• WHAT IS EXPECTED: Each entry is to be retyped exactly as it stands.

━━━━━ INFORMATION PROVIDED ━━━━━

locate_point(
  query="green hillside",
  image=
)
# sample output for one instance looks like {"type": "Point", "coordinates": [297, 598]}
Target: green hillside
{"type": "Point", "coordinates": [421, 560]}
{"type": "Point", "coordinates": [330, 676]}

━━━━━

• SOLUTION TO THIS TASK:
locate_point(
  query="green hillside",
  image=
)
# sample output for one instance looks like {"type": "Point", "coordinates": [297, 598]}
Target: green hillside
{"type": "Point", "coordinates": [421, 560]}
{"type": "Point", "coordinates": [330, 676]}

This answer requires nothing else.